Gasoline Prices, Energy Taxes and the French Experiment

 

Gasoline prices continue to climb due to refinery problems, surging demand and escalating crude oil prices.  According to the AAA Automobile Club, gasoline prices are averaging about $2.94 per gallon for regular fuel, up 80 cents from a year ago.  Projections are that the average price may reach or exceed $3 per gallon by this week.  An oil spill at a CITGO Petroleum Corp. refinery in Louisiana, near Lake Charles, caused the Calcasieu Ship Channel to be shut to vessel traffic that included crude oil tankers and inland refined product barges.  As a result of this accident, with its yet undetermined cause, all refinery operations in the area were impacted.  Two refineries grew short of crude oil and asked to borrow 750,000 barrels from the Strategic Petroleum Reserve in order to continue to operate and produce refined product. 

 

Last week’s petroleum inventory statistics produced a surprising increase in gasoline inventories that at first blush caused oil and product prices to fall.  However, once traders learned that gasoline demand increased by 105,000 b/d to 9.65 million b/d, the second highest weekly demand ever, petroleum futures prices recovered from their earlier sell-off.  The gasoline inventory and demand figures reflect consumer purchases for the week leading into the four-day Fourth of July weekend.  The strength of gasoline demand in the face of rising gasoline pump prices reflects adjustments consumers have made to high commodity prices.  Whether consumers will continue to drive as much in the face of even higher near-term prices remains to be seen.  If they do, then gasoline supply will remain precariously balanced given the potential of disruptions due to refinery operational issues and/or raw material availability or output constraints due to hurricanes.

**REQUIRED TASKS**
a) Rewrite the stretch of the gasoline prices commentary from "Gasoline Prices, Energy" through "produce refined product.", swapping "refinery" for "processing plant".
b) For each statement, say whether the gasoline prices commentary supports it (yes or no), and quote the words from the commentary that decide it. (i) AAA reports regular fuel averaging about $2.94 per gallon, 80 cents higher than a year earlier. (ii) Two refineries asked to borrow one million barrels from the Strategic Petroleum Reserve. (iii) Last week's gasoline demand was the highest weekly demand ever.
You can complete everything here without the data.

**RECORD EXCERPTS**
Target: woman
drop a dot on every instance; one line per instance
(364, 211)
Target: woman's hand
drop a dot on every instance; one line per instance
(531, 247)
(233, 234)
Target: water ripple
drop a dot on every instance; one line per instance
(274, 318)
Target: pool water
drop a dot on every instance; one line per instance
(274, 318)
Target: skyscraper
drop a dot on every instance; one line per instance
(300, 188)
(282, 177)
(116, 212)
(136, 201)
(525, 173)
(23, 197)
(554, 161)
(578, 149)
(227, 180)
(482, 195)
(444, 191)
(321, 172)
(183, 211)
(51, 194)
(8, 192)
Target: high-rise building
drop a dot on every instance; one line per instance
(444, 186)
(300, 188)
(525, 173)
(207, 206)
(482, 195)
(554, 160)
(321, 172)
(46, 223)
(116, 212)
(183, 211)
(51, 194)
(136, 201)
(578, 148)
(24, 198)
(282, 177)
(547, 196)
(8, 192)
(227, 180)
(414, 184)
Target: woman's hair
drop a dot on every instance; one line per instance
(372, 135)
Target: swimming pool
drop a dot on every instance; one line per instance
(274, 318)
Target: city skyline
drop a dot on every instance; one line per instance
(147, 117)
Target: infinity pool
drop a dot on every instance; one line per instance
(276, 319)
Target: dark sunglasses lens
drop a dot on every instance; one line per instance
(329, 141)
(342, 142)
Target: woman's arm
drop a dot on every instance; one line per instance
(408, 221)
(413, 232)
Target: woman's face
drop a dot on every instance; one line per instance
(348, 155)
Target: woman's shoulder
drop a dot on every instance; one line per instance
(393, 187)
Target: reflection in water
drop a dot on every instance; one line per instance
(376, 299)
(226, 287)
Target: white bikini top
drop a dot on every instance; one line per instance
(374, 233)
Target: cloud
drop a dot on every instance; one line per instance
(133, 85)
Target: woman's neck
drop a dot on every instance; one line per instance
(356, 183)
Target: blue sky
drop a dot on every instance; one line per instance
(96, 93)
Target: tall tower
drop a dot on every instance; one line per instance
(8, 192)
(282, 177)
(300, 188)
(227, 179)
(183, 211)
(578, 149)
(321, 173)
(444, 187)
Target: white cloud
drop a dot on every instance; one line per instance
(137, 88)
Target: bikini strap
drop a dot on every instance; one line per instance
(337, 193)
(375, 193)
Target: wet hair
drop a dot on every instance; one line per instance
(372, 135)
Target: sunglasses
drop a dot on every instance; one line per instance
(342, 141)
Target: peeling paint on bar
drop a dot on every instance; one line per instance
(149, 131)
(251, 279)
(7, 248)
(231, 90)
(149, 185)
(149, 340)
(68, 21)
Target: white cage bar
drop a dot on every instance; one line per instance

**ANSWERS TO THE EXERCISES**
a)
Gasoline Prices, Energy Taxes and the French Experiment

 

Gasoline prices continue to climb due to processing plant problems, surging demand and escalating crude oil prices.  According to the AAA Automobile Club, gasoline prices are averaging about $2.94 per gallon for regular fuel, up 80 cents from a year ago.  Projections are that the average price may reach or exceed $3 per gallon by this week.  An oil spill at a CITGO Petroleum Corp. processing plant in Louisiana, near Lake Charles, caused the Calcasieu Ship Channel to be shut to vessel traffic that included crude oil tankers and inland refined product barges.  As a result of this accident, with its yet undetermined cause, all processing plant operations in the area were impacted.  Two refineries grew short of crude oil and asked to borrow 750,000 barrels from the Strategic Petroleum Reserve in order to continue to operate and produce refined product.

b)
(i) Yes: "gasoline prices are averaging about $2.94 per gallon for regular fuel, up 80 cents from a year ago"
(ii) No: "Two refineries grew short of crude oil and asked to borrow 750,000 barrels from the Strategic Petroleum Reserve"
(iii) No: "the second highest weekly demand ever"